*TASKS TO PERFORM:*
**1.** According to the article on the album Nocturama, how long did the recording take, and during what event?
**2.** List every row that contains the string "water", treating case as significant.

*PAGE EXTRACT:*
((
Nocturama is the twelfth studio album by Nick Cave and the Bad Seeds, released on February 3, 2003 on Mute and ANTI-. Produced by Nick Launay, the album is the last to feature founding member Blixa Bargeld who departed from the band shortly after the album's release.

Recording
Nocturama was recorded in one week during an Australian tour in March 2002, and reunited Nick Cave and guitarist Mick Harvey with producer Nick Launay, who had worked with their previous band The Birthday Party twenty-one years earlier.

Reflecting on the recording experience, Launay noted: "I'll never forget the first day recording Nocturama. Blixa swept into SingSing Studio in that hat. Mick Harvey introduces me and Blixa goes, 'Oh, ja, the engineer.' Mick says, 'No, Blixa – the producer.' Blixa says, 'Well, we'll see about that, won't we?' From a distance they look like the most chaotic band. From an engineering point of view, it's just fucking mental – like recording a live gig but you're capturing this thing for ever. As soon as Nick walks in and sits at the piano, you're recording. The intensity is unlike any other band."

Track listing
All songs written by Nick Cave.
))
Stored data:
((
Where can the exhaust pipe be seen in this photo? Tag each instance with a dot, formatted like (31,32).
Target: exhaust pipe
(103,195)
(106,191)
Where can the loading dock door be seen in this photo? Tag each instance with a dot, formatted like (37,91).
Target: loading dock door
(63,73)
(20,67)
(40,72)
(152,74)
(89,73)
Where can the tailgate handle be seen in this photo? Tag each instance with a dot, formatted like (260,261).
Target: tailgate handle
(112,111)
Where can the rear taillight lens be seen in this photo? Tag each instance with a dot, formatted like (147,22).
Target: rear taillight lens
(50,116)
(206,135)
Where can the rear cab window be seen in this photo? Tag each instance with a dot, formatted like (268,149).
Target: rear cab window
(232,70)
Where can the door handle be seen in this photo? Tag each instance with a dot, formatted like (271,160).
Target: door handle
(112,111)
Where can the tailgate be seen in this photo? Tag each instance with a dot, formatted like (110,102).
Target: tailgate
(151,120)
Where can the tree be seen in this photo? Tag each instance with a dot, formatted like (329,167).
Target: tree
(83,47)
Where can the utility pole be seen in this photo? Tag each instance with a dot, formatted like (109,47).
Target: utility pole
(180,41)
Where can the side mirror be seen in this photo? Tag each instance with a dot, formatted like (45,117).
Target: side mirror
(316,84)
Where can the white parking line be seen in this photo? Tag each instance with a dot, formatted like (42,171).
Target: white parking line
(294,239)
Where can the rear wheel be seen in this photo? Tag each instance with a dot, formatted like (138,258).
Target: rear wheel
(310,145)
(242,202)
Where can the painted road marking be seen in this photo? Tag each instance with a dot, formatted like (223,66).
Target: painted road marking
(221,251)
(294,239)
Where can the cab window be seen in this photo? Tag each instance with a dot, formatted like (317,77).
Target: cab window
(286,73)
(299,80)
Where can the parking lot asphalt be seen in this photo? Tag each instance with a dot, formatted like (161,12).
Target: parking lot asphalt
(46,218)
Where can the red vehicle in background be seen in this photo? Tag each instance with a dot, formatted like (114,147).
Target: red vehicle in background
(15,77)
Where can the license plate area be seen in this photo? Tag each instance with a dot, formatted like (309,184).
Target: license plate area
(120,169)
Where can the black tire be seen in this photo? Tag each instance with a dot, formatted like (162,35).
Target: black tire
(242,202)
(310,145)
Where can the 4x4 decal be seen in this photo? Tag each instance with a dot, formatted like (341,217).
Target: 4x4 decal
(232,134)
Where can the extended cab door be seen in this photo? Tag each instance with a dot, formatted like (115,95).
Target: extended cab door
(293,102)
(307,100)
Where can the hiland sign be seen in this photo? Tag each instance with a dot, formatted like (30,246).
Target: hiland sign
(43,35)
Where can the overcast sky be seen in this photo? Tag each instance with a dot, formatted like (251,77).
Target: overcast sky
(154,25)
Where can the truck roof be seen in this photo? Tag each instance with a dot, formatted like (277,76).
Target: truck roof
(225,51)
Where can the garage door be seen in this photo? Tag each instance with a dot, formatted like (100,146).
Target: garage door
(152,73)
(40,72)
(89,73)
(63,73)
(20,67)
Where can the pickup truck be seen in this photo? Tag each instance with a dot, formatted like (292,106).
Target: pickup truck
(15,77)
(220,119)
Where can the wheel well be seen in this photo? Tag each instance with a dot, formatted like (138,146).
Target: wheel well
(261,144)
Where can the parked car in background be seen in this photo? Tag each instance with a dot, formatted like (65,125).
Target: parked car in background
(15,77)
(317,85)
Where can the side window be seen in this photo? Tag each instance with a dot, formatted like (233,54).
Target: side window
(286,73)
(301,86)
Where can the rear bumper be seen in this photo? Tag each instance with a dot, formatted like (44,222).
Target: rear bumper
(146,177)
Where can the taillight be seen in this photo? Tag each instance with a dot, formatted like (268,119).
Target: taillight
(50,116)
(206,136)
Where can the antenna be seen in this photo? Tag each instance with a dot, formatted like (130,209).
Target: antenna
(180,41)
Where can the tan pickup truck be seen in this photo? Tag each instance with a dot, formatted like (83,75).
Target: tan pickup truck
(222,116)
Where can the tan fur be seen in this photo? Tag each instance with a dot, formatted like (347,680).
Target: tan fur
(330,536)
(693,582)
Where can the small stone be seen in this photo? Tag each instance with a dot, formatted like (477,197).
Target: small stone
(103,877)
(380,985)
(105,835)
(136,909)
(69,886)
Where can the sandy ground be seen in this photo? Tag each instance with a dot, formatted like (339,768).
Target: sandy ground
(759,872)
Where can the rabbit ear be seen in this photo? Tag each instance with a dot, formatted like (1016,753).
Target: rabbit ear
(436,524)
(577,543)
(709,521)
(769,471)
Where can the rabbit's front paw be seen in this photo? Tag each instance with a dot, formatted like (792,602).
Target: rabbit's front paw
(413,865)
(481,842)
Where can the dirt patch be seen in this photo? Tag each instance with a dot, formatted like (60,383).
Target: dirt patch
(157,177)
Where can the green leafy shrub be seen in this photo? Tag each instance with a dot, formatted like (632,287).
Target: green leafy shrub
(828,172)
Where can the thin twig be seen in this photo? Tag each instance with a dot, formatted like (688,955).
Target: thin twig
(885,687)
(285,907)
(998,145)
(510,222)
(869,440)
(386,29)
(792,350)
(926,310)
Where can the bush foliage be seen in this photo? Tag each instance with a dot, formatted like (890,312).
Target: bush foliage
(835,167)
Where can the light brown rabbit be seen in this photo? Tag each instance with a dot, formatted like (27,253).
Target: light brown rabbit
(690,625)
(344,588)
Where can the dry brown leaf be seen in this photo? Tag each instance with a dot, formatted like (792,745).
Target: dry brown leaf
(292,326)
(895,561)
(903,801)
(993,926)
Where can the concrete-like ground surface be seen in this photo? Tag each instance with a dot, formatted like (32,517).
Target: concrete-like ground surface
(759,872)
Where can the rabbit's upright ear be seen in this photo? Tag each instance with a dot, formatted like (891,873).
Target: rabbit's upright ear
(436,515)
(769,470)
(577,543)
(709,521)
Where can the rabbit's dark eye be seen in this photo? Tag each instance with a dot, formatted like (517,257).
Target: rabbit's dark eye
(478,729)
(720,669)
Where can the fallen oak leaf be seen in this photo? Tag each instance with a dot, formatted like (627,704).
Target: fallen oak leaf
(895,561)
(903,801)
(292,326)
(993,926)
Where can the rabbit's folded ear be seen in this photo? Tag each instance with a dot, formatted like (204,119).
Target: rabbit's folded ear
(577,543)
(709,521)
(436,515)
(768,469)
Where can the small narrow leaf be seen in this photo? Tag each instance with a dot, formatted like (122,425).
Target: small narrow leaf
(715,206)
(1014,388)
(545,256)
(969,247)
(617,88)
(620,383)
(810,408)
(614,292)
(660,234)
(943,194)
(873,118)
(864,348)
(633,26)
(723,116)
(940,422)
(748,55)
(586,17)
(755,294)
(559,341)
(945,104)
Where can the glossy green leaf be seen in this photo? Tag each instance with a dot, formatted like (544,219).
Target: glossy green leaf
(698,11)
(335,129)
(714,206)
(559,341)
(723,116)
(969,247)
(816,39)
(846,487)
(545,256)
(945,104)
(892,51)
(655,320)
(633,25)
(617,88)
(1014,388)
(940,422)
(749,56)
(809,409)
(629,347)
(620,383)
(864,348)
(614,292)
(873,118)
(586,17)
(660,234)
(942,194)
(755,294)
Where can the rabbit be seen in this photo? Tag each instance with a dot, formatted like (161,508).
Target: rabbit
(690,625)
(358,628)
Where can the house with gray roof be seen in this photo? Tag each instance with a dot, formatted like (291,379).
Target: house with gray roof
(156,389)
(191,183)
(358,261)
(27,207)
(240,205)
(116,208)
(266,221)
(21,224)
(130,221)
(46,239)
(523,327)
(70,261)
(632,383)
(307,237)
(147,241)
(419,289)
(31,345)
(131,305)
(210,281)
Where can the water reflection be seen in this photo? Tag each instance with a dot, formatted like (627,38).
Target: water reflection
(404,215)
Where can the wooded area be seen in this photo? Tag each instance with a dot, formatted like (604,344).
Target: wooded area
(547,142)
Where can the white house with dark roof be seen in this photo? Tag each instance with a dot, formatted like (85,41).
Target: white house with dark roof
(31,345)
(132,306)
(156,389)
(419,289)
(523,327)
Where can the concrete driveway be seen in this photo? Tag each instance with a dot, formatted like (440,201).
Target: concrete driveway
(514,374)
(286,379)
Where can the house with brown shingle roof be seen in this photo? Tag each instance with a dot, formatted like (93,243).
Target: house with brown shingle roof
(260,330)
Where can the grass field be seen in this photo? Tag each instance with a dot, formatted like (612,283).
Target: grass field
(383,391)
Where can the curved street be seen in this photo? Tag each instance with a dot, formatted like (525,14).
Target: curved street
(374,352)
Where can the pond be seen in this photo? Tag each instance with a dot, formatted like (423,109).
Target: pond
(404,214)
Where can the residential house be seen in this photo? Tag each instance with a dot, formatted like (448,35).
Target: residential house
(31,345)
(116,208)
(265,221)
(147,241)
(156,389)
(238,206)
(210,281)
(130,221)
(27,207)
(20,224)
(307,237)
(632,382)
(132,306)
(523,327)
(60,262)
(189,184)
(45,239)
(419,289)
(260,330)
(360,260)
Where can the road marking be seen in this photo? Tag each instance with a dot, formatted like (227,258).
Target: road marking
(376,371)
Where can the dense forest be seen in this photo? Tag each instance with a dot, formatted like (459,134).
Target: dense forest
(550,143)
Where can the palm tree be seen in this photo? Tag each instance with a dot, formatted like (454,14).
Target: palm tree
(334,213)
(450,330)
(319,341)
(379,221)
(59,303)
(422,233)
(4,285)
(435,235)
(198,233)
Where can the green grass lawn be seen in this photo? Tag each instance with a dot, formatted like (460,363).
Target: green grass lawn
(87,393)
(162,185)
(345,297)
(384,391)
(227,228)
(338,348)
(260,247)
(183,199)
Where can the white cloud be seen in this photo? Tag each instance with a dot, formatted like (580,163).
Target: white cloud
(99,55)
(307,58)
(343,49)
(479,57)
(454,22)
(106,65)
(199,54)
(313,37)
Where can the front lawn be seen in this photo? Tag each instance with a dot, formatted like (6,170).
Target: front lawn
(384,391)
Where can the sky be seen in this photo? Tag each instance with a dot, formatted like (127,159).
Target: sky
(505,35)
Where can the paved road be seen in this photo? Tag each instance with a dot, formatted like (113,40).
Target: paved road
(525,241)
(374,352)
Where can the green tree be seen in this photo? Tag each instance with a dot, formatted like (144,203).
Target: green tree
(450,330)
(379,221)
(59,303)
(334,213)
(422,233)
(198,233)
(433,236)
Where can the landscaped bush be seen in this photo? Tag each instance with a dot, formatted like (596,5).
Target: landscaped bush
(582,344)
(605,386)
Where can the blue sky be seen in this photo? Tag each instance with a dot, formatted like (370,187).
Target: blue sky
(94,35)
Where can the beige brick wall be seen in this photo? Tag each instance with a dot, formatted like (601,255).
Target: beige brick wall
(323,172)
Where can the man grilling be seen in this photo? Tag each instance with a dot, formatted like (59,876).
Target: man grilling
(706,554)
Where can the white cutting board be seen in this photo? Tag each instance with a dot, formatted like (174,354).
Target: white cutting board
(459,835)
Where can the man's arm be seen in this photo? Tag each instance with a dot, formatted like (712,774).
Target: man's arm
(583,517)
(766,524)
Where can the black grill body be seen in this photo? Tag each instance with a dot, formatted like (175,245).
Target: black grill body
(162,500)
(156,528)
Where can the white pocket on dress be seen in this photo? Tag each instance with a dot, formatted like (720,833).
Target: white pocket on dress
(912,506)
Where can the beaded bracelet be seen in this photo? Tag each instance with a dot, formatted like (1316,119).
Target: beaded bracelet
))
*OUTPUTS IN ORDER:*
**1.** One week, during an Australian tour in March 2002.

**2.**
Where can the water reflection be seen in this photo? Tag each instance with a dot, formatted like (627,38).
Target: water reflection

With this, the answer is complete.